• **Task details**
In every item below, change "pretty-printed" to "indented" and give the lines back with nothing else altered.

• **Records to process**
◆ ◆ ◆

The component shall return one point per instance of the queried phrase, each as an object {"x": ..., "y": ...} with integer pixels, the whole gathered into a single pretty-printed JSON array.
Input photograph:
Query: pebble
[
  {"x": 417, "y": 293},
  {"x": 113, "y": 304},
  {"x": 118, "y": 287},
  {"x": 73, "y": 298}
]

◆ ◆ ◆

• **Final result**
The component shall return one point per instance of the queried phrase, each as an object {"x": ..., "y": ...} with integer pixels, the whole gathered into a single indented JSON array.
Input photograph:
Query: pebble
[
  {"x": 417, "y": 293},
  {"x": 113, "y": 304},
  {"x": 118, "y": 287},
  {"x": 73, "y": 298}
]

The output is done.